TASK A >> Collect every line of the records that contains the string "query". Case counts.
******************************
# Hello everyone!!



## Carol T (Dec 4, 2009)

I just joined today and have really enjoyed reading the posts etc. I am looking to move to Sharm in the New Year and am after any advice. I know a few people but am looking to make some genuine female English speaking friends. I only speak English and am learning Arabic very slowly lol!! I will be staying in Nabq Bay as this is where my boyfriend works. I am also interested in Sierra which looks lovely. Any friendly advice or friendly contacts would be much appreciated. Thanks everyone x


----------



## Sam (Aug 27, 2009)

Carol T said:


> I just joined today and have really enjoyed reading the posts etc. I am looking to move to Sharm in the New Year and am after any advice. I know a few people but am looking to make some genuine female English speaking friends. I only speak English and am learning Arabic very slowly lol!! I will be staying in Nabq Bay as this is where my boyfriend works. I am also interested in Sierra which looks lovely. Any friendly advice or friendly contacts would be much appreciated. Thanks everyone x


Hi,

Congratulations on your decision to move and good luck 

What kind of advice are you looking for? I'm a full time worker and a full time mother so free time is rare for me, but here to help anytime 

Drop me a line if you need any help, and would be happy to meet for a coffee when you arrive out here.

Sam


----------
******************************
TASK B >> According to the forum thread, where will Carol T be staying after the move?

GIVEN DATA >>
******************************
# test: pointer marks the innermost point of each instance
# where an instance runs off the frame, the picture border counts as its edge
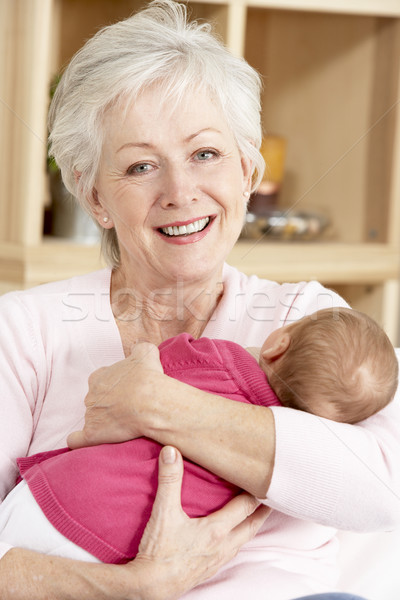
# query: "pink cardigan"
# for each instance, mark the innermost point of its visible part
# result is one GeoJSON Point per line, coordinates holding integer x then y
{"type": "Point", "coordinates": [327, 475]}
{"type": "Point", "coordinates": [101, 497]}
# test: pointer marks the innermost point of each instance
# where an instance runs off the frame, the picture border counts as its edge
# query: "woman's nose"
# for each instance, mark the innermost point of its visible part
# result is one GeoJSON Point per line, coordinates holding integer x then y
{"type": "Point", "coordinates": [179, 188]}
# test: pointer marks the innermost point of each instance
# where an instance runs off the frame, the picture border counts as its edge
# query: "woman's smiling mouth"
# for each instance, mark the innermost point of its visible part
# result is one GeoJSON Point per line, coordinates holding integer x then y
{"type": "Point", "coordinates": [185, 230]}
******************************
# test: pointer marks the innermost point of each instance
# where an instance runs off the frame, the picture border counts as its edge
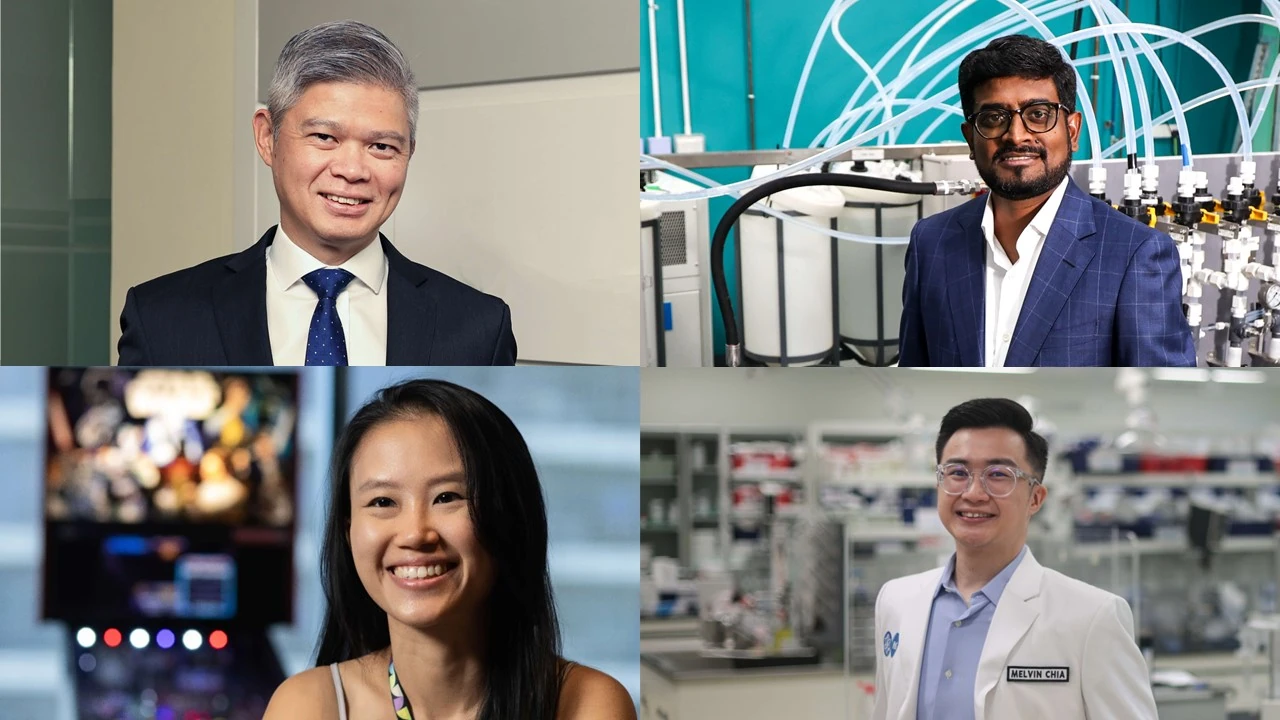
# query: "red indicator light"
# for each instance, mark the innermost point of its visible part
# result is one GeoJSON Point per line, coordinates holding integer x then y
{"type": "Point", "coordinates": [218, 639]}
******************************
FINISHED ANSWER A >>
# query: "pink cardigan"
# query: "woman's nose"
# query: "woman's smiling mouth"
# query: "red indicator light"

FINISHED ANSWER B >> In Nabq Bay.